[start]
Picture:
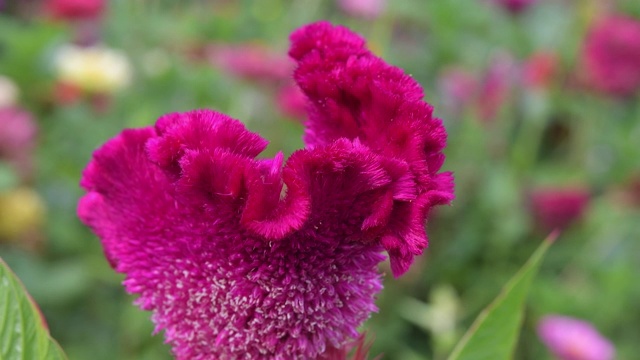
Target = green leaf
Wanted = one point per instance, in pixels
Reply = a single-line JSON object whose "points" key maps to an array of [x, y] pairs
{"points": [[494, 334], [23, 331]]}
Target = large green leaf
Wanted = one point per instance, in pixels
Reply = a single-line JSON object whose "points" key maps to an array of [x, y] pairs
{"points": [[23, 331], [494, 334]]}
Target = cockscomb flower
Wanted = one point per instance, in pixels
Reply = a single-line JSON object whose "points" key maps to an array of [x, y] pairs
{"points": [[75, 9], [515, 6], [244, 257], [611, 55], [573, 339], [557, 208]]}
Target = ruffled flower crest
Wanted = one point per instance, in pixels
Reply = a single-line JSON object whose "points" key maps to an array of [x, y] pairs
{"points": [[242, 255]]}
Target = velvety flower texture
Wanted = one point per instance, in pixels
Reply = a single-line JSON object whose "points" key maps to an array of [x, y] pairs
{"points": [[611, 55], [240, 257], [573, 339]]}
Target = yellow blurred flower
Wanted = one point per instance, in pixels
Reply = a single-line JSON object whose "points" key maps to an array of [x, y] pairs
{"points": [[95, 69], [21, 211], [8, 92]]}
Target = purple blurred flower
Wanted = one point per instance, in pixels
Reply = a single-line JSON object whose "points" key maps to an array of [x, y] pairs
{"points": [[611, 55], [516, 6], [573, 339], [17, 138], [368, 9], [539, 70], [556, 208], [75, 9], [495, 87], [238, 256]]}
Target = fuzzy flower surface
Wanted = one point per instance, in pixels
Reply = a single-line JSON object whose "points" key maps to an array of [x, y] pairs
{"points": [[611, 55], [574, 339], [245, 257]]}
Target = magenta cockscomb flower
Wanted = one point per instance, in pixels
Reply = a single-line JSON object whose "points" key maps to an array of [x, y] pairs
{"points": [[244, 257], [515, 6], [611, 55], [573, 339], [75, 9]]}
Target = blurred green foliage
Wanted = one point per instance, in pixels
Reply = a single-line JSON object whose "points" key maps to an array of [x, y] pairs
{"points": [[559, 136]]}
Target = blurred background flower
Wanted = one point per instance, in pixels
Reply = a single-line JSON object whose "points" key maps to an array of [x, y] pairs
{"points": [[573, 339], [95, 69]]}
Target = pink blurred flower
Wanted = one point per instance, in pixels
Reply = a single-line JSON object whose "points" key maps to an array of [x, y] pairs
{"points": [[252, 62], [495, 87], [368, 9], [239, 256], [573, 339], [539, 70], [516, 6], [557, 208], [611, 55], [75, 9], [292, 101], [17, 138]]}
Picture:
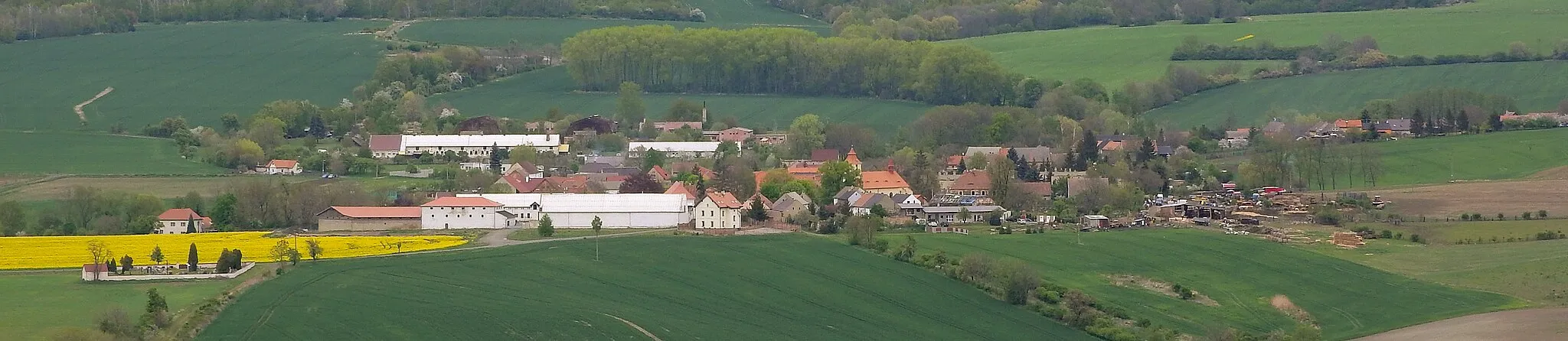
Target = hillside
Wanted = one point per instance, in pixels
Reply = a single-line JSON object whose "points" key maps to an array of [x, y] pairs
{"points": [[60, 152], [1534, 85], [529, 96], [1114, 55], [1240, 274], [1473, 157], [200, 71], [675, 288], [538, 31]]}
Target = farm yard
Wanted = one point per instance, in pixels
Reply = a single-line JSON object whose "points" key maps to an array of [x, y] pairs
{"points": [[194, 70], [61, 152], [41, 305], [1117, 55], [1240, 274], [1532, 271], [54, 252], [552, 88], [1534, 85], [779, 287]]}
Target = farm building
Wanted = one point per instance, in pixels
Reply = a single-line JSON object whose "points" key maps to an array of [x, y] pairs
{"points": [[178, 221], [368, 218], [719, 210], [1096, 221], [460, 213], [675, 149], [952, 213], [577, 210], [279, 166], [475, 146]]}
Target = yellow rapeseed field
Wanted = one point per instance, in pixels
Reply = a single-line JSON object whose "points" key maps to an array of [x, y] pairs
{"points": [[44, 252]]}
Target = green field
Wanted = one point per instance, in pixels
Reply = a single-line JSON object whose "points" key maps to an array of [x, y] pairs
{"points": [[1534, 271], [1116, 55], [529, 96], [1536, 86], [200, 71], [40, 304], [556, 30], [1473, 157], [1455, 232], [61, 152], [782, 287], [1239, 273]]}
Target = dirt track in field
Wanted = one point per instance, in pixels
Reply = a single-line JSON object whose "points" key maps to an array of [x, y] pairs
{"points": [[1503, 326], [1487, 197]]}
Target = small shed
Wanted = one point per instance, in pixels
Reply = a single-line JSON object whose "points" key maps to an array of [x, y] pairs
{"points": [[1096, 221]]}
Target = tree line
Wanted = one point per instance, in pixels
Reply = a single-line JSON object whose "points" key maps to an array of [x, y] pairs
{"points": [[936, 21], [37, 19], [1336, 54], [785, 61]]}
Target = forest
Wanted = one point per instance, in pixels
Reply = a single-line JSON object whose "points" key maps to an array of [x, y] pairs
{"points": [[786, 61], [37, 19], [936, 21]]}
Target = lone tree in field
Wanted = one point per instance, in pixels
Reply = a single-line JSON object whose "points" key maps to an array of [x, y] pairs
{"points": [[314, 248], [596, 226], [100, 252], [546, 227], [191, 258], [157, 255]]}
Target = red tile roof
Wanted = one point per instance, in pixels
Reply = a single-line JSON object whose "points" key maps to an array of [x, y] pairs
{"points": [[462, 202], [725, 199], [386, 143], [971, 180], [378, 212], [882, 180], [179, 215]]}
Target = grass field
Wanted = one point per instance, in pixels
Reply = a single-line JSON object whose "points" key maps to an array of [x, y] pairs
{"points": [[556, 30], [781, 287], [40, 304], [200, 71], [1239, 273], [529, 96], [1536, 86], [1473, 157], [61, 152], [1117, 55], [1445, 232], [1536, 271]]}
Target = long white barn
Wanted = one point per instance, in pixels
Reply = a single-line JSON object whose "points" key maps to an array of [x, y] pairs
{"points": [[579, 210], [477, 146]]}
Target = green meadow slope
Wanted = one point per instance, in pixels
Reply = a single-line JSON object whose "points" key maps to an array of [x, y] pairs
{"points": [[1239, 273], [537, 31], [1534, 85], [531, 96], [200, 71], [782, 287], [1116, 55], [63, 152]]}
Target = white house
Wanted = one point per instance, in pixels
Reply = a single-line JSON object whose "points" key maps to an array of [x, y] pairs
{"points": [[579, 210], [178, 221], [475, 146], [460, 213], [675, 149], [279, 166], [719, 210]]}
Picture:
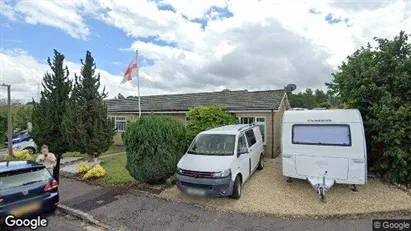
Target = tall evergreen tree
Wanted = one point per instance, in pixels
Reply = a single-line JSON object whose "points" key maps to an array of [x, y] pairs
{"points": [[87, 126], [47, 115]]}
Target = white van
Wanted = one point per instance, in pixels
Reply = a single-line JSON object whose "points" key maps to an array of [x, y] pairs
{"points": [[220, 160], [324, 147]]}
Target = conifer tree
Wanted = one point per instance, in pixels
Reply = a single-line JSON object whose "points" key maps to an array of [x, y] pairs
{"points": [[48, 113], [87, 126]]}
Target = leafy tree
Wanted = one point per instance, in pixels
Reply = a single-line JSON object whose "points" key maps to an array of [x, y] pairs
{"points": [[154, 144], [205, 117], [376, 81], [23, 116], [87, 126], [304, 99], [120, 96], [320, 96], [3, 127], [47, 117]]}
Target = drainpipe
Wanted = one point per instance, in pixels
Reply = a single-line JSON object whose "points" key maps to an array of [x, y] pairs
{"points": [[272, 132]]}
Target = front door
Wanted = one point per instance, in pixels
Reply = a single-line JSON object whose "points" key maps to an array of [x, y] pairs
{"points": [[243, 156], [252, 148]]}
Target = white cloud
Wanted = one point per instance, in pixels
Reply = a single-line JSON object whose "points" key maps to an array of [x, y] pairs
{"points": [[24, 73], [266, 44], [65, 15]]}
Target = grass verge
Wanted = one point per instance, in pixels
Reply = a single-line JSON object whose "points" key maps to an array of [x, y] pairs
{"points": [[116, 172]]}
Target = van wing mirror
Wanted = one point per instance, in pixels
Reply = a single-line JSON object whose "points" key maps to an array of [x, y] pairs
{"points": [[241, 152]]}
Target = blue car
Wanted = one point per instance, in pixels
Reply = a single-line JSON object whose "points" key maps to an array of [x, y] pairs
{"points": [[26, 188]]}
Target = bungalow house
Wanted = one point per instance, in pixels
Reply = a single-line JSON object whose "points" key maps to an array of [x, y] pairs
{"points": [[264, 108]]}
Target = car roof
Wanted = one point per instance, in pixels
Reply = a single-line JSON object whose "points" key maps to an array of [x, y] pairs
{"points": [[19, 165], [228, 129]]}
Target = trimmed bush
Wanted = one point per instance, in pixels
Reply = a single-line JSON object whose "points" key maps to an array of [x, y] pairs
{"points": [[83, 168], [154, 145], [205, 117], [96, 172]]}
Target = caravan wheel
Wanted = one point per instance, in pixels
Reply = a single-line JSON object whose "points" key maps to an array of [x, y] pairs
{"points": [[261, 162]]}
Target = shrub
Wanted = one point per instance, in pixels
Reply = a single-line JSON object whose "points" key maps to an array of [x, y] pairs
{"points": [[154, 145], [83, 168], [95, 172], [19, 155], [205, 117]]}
[end]
[start]
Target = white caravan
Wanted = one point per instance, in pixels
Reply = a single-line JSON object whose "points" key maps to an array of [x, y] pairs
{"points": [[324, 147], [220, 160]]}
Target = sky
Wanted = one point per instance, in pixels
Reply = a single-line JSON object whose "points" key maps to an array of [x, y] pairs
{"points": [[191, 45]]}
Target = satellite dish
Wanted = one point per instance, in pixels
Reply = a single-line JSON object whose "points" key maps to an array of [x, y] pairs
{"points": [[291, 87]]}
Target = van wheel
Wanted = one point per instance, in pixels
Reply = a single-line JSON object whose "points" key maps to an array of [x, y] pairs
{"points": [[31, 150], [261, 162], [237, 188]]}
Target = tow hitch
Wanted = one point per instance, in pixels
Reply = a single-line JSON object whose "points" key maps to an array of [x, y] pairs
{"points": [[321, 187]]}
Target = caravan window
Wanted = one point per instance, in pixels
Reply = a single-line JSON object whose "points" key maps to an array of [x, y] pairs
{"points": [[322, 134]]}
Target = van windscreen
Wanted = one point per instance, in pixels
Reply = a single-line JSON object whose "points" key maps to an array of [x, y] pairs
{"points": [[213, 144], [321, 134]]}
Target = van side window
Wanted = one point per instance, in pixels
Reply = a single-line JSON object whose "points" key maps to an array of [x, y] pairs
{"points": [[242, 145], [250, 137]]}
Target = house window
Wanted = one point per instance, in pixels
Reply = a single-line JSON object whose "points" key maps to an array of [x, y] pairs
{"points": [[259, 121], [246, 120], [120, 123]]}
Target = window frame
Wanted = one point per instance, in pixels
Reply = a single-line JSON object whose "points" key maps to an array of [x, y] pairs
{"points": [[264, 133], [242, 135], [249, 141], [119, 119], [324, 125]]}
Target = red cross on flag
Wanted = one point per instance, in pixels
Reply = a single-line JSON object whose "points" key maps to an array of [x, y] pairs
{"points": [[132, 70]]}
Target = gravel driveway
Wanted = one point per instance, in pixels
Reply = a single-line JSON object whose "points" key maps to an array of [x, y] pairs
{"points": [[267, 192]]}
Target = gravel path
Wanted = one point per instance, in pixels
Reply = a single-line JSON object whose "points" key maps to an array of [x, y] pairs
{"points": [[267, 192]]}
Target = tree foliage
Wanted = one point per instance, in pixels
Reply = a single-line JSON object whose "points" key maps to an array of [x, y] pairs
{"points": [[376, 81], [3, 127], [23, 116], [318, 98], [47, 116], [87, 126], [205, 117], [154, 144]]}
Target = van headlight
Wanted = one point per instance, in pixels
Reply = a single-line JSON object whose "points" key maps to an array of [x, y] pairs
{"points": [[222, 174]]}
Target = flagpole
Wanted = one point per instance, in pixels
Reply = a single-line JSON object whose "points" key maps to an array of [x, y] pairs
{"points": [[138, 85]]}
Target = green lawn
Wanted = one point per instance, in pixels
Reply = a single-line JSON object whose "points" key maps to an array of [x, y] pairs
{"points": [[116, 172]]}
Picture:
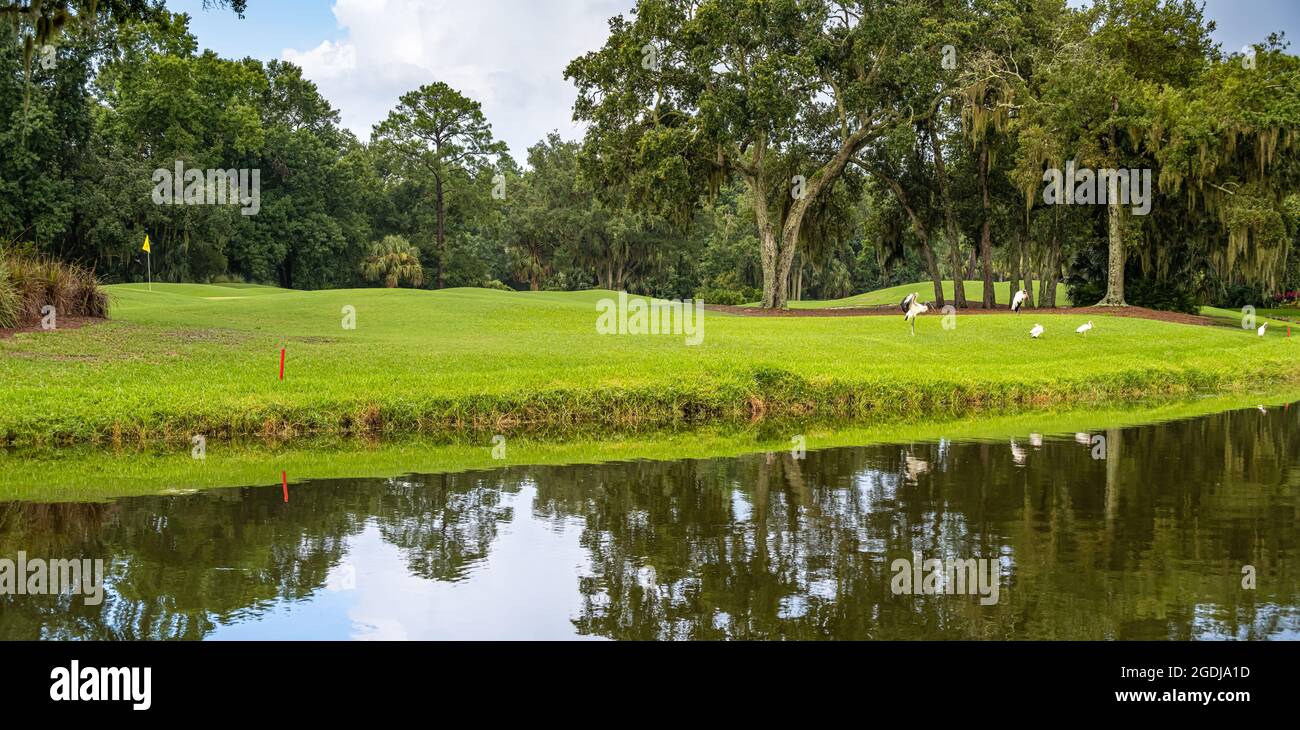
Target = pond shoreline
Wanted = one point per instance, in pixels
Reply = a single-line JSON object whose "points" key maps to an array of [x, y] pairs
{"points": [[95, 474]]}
[end]
• Instruction: Extract every line from the items in both blocks above that contains the word "house".

• Result:
Target = white house
Target = bungalow house
Target = house window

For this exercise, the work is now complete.